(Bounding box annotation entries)
* * * * * * * * *

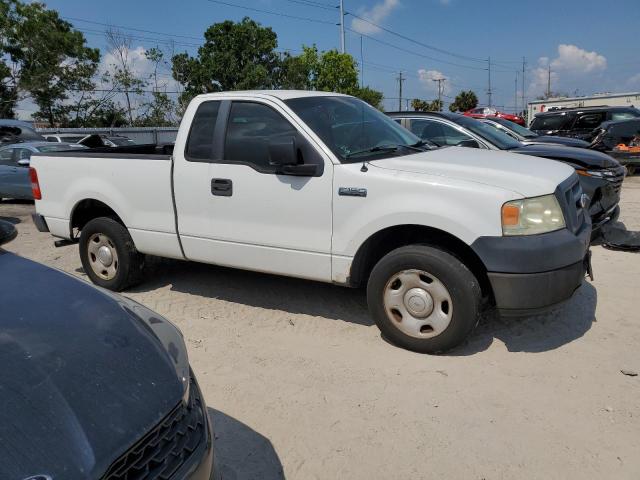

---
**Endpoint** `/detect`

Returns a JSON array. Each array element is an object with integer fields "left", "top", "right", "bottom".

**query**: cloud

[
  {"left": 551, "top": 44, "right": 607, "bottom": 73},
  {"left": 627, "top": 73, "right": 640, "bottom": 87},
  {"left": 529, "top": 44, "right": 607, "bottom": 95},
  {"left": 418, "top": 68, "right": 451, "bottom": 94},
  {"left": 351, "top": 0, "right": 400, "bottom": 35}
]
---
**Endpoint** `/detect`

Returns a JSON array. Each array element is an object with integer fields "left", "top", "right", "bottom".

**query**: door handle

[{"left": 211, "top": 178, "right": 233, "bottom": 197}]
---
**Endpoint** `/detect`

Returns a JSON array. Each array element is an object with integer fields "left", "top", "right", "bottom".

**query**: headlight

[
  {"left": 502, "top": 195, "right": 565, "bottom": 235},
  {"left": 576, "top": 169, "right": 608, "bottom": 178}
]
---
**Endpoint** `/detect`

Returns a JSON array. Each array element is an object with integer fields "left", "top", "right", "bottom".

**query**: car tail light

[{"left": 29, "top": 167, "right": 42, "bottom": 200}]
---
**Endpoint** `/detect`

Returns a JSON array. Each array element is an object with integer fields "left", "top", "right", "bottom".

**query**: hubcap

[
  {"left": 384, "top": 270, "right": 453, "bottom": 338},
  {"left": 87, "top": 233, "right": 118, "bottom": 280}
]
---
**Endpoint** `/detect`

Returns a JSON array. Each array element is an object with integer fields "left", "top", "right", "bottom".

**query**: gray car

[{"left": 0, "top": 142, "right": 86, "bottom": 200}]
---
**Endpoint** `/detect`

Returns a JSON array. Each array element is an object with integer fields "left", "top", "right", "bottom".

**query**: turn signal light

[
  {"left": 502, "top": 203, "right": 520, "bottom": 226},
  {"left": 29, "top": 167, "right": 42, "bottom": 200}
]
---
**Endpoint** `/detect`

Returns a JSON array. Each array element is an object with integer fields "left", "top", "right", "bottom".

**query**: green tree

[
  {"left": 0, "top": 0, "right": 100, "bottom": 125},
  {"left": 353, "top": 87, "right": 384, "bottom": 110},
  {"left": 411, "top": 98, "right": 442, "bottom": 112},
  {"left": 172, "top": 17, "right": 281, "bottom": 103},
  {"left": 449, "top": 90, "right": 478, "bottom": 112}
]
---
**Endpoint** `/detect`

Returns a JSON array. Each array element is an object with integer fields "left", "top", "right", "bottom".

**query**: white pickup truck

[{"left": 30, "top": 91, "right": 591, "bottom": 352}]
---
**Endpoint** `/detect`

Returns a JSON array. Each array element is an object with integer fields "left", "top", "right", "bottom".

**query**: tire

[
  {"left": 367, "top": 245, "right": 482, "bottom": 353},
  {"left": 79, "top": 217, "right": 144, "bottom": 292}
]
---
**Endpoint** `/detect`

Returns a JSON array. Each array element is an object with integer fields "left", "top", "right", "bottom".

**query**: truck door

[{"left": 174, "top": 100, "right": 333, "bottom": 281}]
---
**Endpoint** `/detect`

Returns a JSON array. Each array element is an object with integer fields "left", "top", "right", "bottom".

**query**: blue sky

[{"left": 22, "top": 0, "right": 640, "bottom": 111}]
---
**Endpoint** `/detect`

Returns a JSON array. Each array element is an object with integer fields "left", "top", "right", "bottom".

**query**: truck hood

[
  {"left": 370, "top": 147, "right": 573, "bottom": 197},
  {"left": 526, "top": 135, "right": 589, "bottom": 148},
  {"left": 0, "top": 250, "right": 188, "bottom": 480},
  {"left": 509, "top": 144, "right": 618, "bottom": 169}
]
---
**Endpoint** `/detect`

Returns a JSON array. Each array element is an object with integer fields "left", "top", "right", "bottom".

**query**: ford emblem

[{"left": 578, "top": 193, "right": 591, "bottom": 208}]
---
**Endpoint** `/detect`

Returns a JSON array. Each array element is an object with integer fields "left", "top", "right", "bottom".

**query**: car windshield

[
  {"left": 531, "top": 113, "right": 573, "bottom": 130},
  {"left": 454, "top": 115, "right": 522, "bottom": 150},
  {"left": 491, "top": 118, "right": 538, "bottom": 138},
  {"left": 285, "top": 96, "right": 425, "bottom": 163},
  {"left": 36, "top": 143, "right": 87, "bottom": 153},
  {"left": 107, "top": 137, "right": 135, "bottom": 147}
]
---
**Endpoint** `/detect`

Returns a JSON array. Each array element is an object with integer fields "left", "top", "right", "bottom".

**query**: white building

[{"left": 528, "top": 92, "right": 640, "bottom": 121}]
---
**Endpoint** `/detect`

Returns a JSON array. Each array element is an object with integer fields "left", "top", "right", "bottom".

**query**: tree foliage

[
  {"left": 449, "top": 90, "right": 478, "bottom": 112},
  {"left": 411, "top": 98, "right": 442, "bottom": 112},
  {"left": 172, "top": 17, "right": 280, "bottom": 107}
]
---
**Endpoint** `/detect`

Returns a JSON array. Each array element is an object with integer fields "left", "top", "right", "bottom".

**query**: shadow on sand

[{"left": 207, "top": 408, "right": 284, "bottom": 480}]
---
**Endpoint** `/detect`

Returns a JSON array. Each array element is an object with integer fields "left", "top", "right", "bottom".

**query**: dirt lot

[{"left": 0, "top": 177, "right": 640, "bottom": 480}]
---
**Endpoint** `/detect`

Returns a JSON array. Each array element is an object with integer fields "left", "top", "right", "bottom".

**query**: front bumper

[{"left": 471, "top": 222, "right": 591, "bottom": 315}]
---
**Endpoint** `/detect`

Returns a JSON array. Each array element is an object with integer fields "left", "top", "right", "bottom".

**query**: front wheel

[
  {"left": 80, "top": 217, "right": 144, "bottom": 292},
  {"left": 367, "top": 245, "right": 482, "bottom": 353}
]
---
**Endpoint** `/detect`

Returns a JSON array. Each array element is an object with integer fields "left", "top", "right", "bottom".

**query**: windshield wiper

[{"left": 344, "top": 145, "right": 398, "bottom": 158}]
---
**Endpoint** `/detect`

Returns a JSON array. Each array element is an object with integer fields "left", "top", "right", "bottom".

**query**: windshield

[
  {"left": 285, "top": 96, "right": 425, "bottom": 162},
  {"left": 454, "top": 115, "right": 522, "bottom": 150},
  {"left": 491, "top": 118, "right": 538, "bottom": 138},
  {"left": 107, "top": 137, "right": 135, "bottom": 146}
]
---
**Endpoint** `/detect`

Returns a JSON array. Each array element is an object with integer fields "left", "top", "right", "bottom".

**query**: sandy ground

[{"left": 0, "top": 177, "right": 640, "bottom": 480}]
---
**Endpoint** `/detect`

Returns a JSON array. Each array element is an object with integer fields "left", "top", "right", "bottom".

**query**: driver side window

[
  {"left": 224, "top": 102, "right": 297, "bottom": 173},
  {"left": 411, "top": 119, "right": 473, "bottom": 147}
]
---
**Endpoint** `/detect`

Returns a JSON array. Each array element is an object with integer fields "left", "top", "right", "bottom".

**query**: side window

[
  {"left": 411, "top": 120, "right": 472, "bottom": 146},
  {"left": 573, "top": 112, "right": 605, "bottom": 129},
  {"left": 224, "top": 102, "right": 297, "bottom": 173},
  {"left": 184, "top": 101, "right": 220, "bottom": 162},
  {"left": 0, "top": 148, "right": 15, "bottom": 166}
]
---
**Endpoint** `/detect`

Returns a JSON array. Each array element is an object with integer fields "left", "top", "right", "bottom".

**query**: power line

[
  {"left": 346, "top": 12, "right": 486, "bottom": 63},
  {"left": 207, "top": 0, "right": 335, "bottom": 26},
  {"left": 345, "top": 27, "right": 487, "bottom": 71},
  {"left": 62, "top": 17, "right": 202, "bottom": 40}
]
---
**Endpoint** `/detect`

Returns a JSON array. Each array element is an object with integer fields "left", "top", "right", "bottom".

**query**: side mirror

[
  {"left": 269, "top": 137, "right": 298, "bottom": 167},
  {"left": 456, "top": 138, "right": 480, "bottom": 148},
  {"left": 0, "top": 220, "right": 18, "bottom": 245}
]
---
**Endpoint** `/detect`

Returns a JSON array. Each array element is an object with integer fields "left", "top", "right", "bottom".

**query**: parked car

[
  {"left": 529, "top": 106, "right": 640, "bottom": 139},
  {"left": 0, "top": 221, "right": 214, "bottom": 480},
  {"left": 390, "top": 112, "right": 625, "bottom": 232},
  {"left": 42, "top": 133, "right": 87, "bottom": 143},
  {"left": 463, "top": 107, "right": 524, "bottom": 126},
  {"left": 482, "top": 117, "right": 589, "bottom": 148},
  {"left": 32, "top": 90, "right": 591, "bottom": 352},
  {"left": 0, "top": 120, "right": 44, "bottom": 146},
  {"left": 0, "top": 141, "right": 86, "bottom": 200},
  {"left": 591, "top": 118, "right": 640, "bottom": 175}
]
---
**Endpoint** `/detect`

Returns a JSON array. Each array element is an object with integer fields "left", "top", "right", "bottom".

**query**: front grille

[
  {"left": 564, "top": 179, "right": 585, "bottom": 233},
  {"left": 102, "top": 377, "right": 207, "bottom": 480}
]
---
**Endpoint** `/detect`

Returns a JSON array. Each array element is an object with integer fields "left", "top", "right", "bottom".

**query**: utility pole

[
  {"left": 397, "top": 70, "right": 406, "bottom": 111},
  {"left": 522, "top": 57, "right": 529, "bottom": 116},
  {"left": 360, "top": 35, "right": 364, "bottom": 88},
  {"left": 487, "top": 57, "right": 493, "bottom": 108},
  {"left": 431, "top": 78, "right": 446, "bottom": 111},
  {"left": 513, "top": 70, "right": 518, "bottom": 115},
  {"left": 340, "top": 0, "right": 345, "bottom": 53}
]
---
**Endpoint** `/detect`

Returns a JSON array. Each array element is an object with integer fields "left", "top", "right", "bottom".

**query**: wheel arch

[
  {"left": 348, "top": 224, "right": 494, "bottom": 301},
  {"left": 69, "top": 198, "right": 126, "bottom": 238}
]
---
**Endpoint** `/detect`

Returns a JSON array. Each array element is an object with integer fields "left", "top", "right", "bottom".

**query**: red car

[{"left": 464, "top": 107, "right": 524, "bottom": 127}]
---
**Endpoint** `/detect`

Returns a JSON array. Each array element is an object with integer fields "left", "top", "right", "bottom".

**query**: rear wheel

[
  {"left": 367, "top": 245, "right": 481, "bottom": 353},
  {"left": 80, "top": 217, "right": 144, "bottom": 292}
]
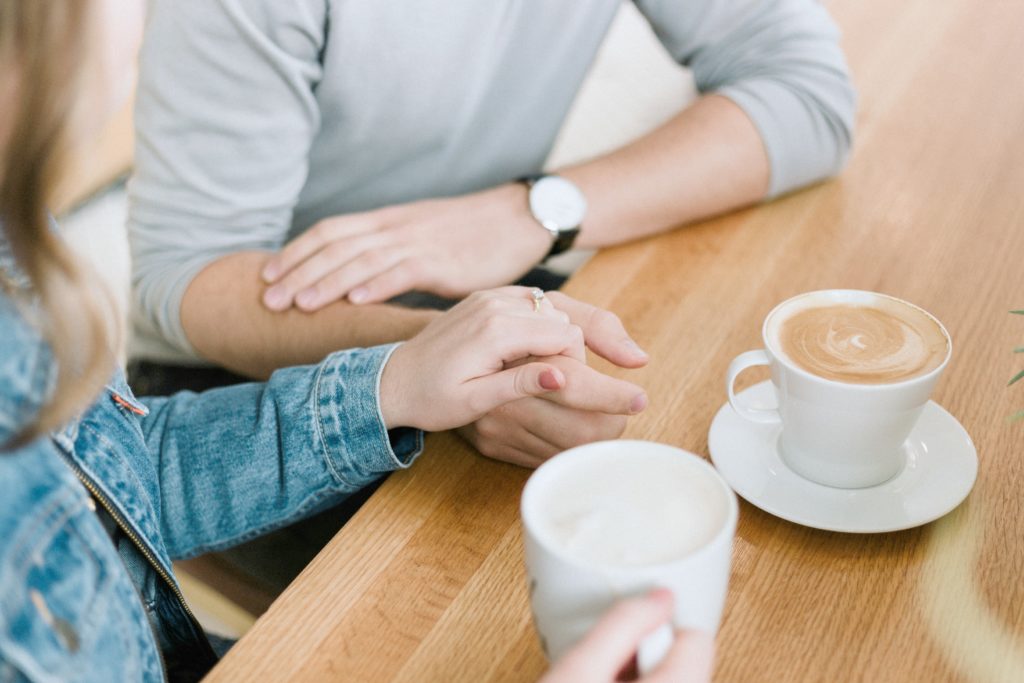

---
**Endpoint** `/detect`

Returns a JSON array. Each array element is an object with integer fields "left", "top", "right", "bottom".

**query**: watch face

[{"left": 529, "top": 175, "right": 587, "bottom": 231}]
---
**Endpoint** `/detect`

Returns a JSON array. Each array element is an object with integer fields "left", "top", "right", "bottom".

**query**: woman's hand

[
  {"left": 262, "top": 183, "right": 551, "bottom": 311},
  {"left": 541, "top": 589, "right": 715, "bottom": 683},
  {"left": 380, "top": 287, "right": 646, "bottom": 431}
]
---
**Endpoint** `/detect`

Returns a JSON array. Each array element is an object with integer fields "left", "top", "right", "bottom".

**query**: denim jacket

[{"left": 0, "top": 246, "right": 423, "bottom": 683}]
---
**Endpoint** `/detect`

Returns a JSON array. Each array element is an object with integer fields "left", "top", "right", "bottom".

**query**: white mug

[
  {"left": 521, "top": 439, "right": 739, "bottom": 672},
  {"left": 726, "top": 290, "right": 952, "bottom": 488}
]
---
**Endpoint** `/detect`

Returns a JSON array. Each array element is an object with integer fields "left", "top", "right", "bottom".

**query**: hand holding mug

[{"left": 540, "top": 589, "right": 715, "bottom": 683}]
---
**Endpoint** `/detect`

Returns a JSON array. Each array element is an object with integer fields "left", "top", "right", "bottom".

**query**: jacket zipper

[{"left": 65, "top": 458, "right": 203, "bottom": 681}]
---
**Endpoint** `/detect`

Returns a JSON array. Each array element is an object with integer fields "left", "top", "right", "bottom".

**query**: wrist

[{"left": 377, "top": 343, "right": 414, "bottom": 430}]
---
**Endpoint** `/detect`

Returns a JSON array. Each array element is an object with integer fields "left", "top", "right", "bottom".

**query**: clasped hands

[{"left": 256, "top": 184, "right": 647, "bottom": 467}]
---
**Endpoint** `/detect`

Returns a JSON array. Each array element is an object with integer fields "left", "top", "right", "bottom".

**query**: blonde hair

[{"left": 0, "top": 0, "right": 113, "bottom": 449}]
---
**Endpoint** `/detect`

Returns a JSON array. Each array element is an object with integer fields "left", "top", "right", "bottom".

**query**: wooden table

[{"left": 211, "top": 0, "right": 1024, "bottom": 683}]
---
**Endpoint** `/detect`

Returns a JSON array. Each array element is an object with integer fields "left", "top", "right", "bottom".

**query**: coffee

* * * * * * * * *

## Exercise task
Please pull out each line in the records that contains the word "front", where case counts.

## The response
**query**: front bumper
**query**: front wheel
**query**: front grille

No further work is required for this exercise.